Type out the data exactly as given. Skip any image.

◆ **Supplied records**
※
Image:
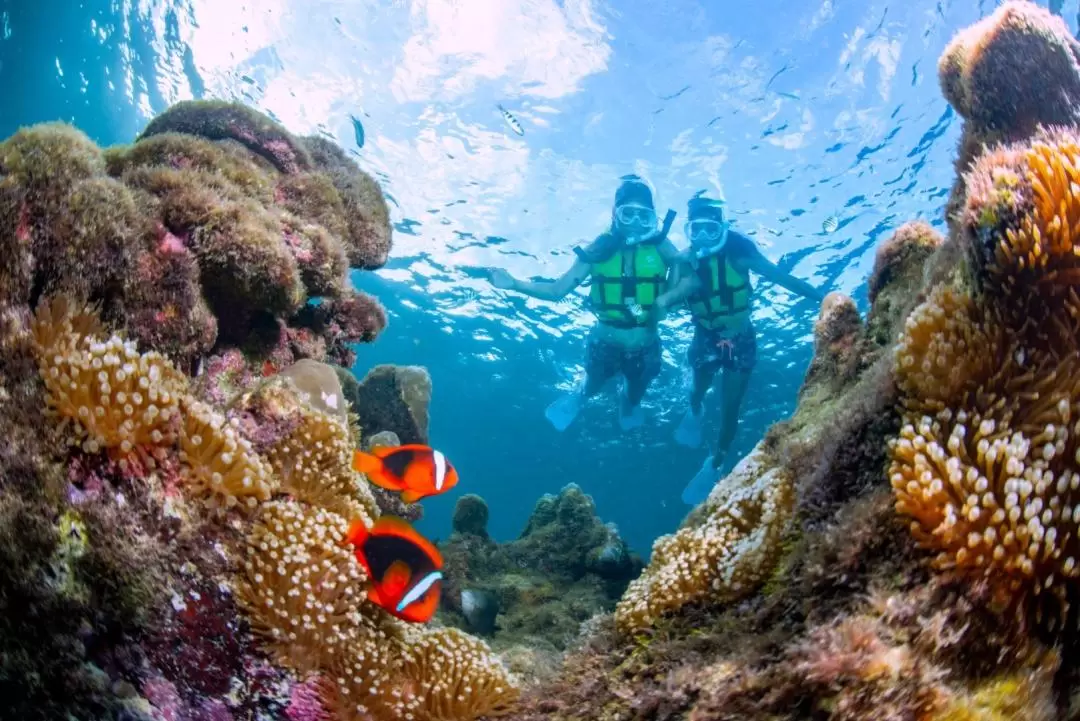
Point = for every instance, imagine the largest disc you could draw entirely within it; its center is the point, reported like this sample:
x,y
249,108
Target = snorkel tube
x,y
700,254
659,235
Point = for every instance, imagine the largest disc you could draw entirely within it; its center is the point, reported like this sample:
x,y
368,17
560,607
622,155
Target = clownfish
x,y
415,471
404,568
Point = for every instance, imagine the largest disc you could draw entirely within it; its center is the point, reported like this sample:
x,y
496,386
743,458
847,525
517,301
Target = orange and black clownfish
x,y
404,568
415,471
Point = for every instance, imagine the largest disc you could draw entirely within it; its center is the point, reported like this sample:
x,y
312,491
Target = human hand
x,y
501,279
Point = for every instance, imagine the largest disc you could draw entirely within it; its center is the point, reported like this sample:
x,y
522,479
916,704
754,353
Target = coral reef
x,y
470,516
987,464
900,266
174,509
187,243
946,424
725,556
997,75
565,567
394,398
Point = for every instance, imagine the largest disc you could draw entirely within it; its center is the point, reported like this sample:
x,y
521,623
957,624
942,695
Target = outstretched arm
x,y
543,289
683,283
763,267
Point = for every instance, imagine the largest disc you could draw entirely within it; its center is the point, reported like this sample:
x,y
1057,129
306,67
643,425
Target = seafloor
x,y
177,421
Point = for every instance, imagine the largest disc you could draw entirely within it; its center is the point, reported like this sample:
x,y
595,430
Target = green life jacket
x,y
725,295
632,275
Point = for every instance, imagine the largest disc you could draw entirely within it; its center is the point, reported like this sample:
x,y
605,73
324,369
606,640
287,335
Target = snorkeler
x,y
714,281
629,267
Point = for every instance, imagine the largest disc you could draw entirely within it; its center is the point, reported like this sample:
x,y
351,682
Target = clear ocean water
x,y
796,111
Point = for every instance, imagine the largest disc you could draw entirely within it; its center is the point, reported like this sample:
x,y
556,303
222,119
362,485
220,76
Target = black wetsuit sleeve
x,y
741,247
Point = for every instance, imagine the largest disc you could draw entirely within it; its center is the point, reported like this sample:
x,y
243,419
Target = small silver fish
x,y
358,131
480,608
514,125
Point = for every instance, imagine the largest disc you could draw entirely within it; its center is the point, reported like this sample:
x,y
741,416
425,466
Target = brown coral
x,y
190,237
113,397
314,464
1020,219
725,557
987,464
457,678
904,252
1007,75
996,71
301,586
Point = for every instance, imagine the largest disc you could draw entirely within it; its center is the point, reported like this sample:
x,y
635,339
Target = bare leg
x,y
733,388
702,381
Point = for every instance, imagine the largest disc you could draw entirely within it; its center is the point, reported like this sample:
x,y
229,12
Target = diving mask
x,y
635,215
706,235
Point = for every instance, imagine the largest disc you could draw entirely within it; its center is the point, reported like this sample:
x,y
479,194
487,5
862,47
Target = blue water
x,y
795,111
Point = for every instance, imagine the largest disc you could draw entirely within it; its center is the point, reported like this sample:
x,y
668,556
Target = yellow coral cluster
x,y
724,558
314,464
301,583
1036,262
304,590
219,464
987,463
112,397
456,677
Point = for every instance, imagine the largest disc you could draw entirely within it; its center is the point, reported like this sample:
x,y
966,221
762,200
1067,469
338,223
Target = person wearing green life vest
x,y
629,266
714,282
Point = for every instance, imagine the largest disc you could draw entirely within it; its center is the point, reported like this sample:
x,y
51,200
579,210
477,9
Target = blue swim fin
x,y
564,409
636,416
635,419
702,484
689,430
※
◆ **Result of the exercise**
Image:
Point = for every instance, imagine the largest disc you could draw entirely within it; its center is the point, reported like this sample:
x,y
249,108
Target = snorkel tube
x,y
700,254
659,235
Point = for every instance, imagine the largest disc you could draw entirely within it; its center is the point, reported like this sample:
x,y
368,17
560,607
622,155
Target = clownfish
x,y
415,471
404,568
Point = for every instance, imagine the largest disc you could draw entirely within it; its center is the point, reported like this sample:
x,y
496,386
743,458
847,525
517,301
Target = orange and black clownfish
x,y
404,568
415,471
Point = for every instance, imagine the largest disc you could draw entirely within it; its center is the point, reported like this sample:
x,y
312,491
Target = human hand
x,y
501,279
Point = for every instance, imagine the largest disc you could draw entirely within it; its center is the point, reported like this sample:
x,y
522,479
916,704
754,353
Target = coral reef
x,y
470,516
987,464
900,266
174,509
187,243
946,424
725,556
997,75
565,567
394,398
Point = for every instance, imagine the largest disc you could draw entirely within it; its center is the point, reported like this sample:
x,y
521,623
957,624
942,695
Target = outstretched arm
x,y
543,289
683,283
763,267
Point = for every instance, imagine the largest disc you could draw entirely within it; its center is the point, reported like this sample:
x,y
1057,129
306,67
643,425
Target = seafloor
x,y
177,421
Point = for every instance, imagine the largest disc you could draw entirely within it; its center is the point, reported like this sample:
x,y
595,430
Target = green life jacket
x,y
725,295
632,275
Point = for every instance, imagine the largest disc you could draw entirely within it; its center is the point, reported like this sample:
x,y
605,73
324,369
606,640
287,335
Target = snorkeler
x,y
714,281
629,267
Point = for every instance, imagine the largest disc you could draw entirely within it; its center is the point, reported like this sample:
x,y
351,682
Target = clear ocean water
x,y
796,111
Point = for every instance, imagine the largest disc you could draw entirely within it; its center is the point, reported like this sample:
x,y
556,303
222,119
362,485
220,76
Target = black wetsuit sleeve
x,y
741,247
Point = for every instance, imagine the largest disc you could draw entirely within it; its center is the point, reported like this sample:
x,y
243,419
Target = small silver fish
x,y
358,131
480,608
514,125
Point = for every instance, imagine the largest disc you could draw entirely within it; its center is the point, reported like this sample:
x,y
741,416
425,466
Target = brown coral
x,y
190,237
113,397
314,464
1020,219
725,557
987,464
457,678
904,252
1007,75
996,71
301,586
Point = for every instance, imagine the largest disc you could draw entirely within it; its center is the point, reported like this sample:
x,y
635,339
Target = bare leg
x,y
733,388
702,381
Point = for every instance, imagine the largest disc you could draw entirely within it; its center is the point, reported like this sample:
x,y
229,12
Target = diving mask
x,y
635,215
706,235
Point = for every instance, imagine the largest disc you could draw entirely within it; its center is the point, reported like this sample:
x,y
479,194
487,5
862,47
Target = blue water
x,y
795,111
Point = for every instance, imagine the largest disc you could draw entirely within it; its center is the point, reported like this sample:
x,y
668,556
Target = yellow coral cluster
x,y
724,558
314,464
301,583
1036,262
304,590
219,464
987,463
112,397
456,677
Point = for every instance, imagine the largest disc you could draw entirely within it; its center is the point, reported like this sample:
x,y
966,221
762,200
1067,469
338,223
Target = person wearing green life vest
x,y
629,266
714,282
Point = for every instance, imagine the largest disc you could draw entirely within it; its center is the point, reported like this sample:
x,y
51,200
579,210
477,9
Target = blue swim fin
x,y
564,409
636,416
635,419
702,484
689,430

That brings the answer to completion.